[Text-to-region grounding data]

* * * * * * * * *

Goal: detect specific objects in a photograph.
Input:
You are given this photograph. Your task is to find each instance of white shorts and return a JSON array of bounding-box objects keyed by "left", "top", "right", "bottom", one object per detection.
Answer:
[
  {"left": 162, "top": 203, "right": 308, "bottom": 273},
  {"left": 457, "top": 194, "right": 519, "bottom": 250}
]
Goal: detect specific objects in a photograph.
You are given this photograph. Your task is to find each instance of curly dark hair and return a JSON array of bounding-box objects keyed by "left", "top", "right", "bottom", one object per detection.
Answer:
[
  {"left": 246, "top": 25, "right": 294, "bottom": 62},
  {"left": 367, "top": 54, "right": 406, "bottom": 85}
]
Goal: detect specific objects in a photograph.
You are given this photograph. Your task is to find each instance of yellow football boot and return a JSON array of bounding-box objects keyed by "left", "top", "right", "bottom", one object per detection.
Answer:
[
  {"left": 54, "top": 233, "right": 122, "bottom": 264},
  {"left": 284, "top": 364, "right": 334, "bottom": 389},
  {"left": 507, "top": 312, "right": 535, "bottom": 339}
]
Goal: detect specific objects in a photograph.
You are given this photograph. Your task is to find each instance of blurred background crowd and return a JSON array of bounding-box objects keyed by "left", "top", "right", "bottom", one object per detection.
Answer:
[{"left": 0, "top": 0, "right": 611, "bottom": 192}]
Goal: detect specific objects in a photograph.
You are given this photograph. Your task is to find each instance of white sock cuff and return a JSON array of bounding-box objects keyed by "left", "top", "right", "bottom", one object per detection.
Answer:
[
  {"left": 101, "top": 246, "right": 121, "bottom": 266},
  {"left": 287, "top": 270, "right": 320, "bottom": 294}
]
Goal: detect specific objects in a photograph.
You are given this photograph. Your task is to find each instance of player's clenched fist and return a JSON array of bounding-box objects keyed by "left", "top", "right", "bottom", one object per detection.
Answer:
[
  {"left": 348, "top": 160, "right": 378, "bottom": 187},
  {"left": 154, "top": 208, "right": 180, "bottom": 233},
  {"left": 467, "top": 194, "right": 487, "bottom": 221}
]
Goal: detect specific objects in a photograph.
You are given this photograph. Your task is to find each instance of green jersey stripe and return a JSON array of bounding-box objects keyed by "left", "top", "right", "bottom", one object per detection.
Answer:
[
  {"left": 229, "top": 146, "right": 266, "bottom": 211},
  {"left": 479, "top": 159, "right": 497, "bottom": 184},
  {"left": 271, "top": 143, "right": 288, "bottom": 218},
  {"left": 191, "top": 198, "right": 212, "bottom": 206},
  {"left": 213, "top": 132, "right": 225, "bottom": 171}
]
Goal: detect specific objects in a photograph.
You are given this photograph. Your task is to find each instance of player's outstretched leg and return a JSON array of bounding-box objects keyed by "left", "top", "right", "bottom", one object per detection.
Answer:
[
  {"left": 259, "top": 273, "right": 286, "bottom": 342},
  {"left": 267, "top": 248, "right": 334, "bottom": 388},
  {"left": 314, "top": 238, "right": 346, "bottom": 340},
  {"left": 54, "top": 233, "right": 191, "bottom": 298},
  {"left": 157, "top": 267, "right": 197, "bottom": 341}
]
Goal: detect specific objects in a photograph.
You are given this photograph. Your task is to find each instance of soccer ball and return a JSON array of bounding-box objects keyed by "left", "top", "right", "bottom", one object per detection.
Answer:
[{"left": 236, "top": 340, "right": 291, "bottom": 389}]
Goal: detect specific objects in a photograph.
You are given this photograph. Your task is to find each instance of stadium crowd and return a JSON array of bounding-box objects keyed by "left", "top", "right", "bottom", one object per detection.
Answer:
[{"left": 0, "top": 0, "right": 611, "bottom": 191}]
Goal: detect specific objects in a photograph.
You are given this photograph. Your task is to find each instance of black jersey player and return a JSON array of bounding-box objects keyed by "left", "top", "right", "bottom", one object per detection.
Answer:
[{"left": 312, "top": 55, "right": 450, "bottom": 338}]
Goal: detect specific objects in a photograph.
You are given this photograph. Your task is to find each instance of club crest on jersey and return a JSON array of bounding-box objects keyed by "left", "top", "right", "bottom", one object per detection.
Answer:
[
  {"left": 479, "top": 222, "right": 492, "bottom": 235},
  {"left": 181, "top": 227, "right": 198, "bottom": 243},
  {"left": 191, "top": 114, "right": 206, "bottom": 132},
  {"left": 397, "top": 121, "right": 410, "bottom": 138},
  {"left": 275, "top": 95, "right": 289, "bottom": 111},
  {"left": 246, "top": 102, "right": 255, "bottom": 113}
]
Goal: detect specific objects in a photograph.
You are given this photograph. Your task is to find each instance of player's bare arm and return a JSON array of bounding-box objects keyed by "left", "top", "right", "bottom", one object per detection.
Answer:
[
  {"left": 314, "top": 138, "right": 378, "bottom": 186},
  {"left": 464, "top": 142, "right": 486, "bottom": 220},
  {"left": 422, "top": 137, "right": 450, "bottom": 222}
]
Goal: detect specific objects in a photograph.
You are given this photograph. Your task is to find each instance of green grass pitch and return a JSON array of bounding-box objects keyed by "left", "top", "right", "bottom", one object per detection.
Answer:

* * * * * * * * *

> _DIRECTIONS_
Print out each line of the data exactly.

> _FINAL ANSWER_
Goal: detect specific objects in a photograph.
Input:
You are given this photograph. Your task is to find each instance of white shorts and return a JSON array of bounding-box objects keyed by "left", "top", "right", "bottom", one object per detection.
Answer:
[
  {"left": 162, "top": 203, "right": 308, "bottom": 273},
  {"left": 457, "top": 194, "right": 519, "bottom": 250}
]
Goal: detect specific objects in a photograph.
You are given this photograph. Your task is to find each instance of curly dark hair and return a JSON array of bounding-box objects keyed by "left", "top", "right", "bottom", one object per detection.
Answer:
[
  {"left": 246, "top": 25, "right": 294, "bottom": 62},
  {"left": 367, "top": 54, "right": 406, "bottom": 85}
]
Goal: detect specific objects in a photograph.
You are given this photograph. Your task is to find each instance of yellow football boot and return a JSON array of bounding-box objects keyed by "left", "top", "right", "bottom", one object per detection.
Answer:
[
  {"left": 54, "top": 233, "right": 122, "bottom": 264},
  {"left": 284, "top": 364, "right": 334, "bottom": 389},
  {"left": 507, "top": 312, "right": 535, "bottom": 339}
]
Goal: detect specific objects in a photograph.
You are given this photograph. Your task is to find each instance of blurred background crowd and return a JSON array of bounding-box objects keyed by "left", "top", "right", "bottom", one object per detection.
Answer:
[{"left": 0, "top": 0, "right": 611, "bottom": 192}]
Goal: detect specific objects in a photograph.
You are given this photograph. Your task is to find each instance of white sock cuff and return a JSON array of bounding-box objects keyed by "left", "top", "right", "bottom", one object per detection.
Answer:
[
  {"left": 101, "top": 246, "right": 121, "bottom": 266},
  {"left": 287, "top": 270, "right": 320, "bottom": 294}
]
Goal: detect specific objects in a photograph.
You are given this photograph. Your task is to find each instance of player's clenched fist and return a JSON array of bounding-box objects keyed by "left", "top", "right", "bottom", one object per detection.
Answer:
[
  {"left": 348, "top": 160, "right": 378, "bottom": 187},
  {"left": 154, "top": 208, "right": 180, "bottom": 233},
  {"left": 467, "top": 194, "right": 487, "bottom": 221}
]
Goal: detect specific objects in a photograph.
You are given this photograph. Your task is to find each instance of green jersey stripe and return a JSON array of bounding-box objects keyed by "left", "top", "right", "bottom", one object per detection.
Answer:
[
  {"left": 229, "top": 146, "right": 266, "bottom": 211},
  {"left": 479, "top": 159, "right": 497, "bottom": 184},
  {"left": 271, "top": 143, "right": 288, "bottom": 218},
  {"left": 191, "top": 198, "right": 212, "bottom": 206},
  {"left": 213, "top": 132, "right": 225, "bottom": 171}
]
Goal: detect specific objects in a photograph.
You are given this photograph. Your task is to find each instance of player's outstretched leg and return a JSON array of bounding-box objects keyed by "left", "top", "right", "bottom", one object per detection.
Answer:
[
  {"left": 259, "top": 273, "right": 286, "bottom": 342},
  {"left": 267, "top": 248, "right": 334, "bottom": 388},
  {"left": 314, "top": 238, "right": 346, "bottom": 340},
  {"left": 54, "top": 233, "right": 191, "bottom": 298},
  {"left": 157, "top": 267, "right": 197, "bottom": 341}
]
Goal: detect specific objects in a photograph.
You are given this photograph. Your task is to find each instance of soccer ball and return a JSON array of bounding-box objects keyed by "left", "top", "right", "bottom", one object per detection.
Answer:
[{"left": 236, "top": 340, "right": 291, "bottom": 389}]
Goal: detect specific objects in a photograph.
You are given this photograph. Your task is to find each instance of stadium crowd and return a JSON array of bounding-box objects keyed by "left", "top", "right", "bottom", one object per detection.
Answer:
[{"left": 0, "top": 0, "right": 611, "bottom": 191}]
Goal: detect specific objects in a photograph.
You are given this photograph. Your task is to find each instance of black jersey player and return a JSON array of bounding-box objects keyed by "left", "top", "right", "bottom", one object per detection.
Answer:
[{"left": 312, "top": 55, "right": 450, "bottom": 338}]
Goal: detect specific objects in a photograph.
You are given this photograph. Your task is to find each instance of club crest on jersey and return a JSON array of bounding-box objects keyed by "left", "top", "right", "bottom", one object per detection.
Answer:
[
  {"left": 479, "top": 222, "right": 492, "bottom": 235},
  {"left": 181, "top": 227, "right": 198, "bottom": 243},
  {"left": 191, "top": 114, "right": 206, "bottom": 132},
  {"left": 397, "top": 121, "right": 410, "bottom": 138},
  {"left": 275, "top": 95, "right": 289, "bottom": 111},
  {"left": 246, "top": 102, "right": 255, "bottom": 113}
]
Goal: detect specific objects in a photograph.
You are given this photograph. Your task is to find each instance of player's bare arm and return a JSON array of bounding-box objects keyed by "left", "top", "right", "bottom", one object per detection.
Answer:
[
  {"left": 314, "top": 138, "right": 378, "bottom": 186},
  {"left": 464, "top": 142, "right": 486, "bottom": 220},
  {"left": 422, "top": 137, "right": 450, "bottom": 222}
]
Goal: detect specific objects in a photograph.
You are given this photograph. Your task is to find each instance of green grass pitch and return a JSON array of bounding-box objects keyed by "left", "top", "right", "bottom", one object per detection.
Answer:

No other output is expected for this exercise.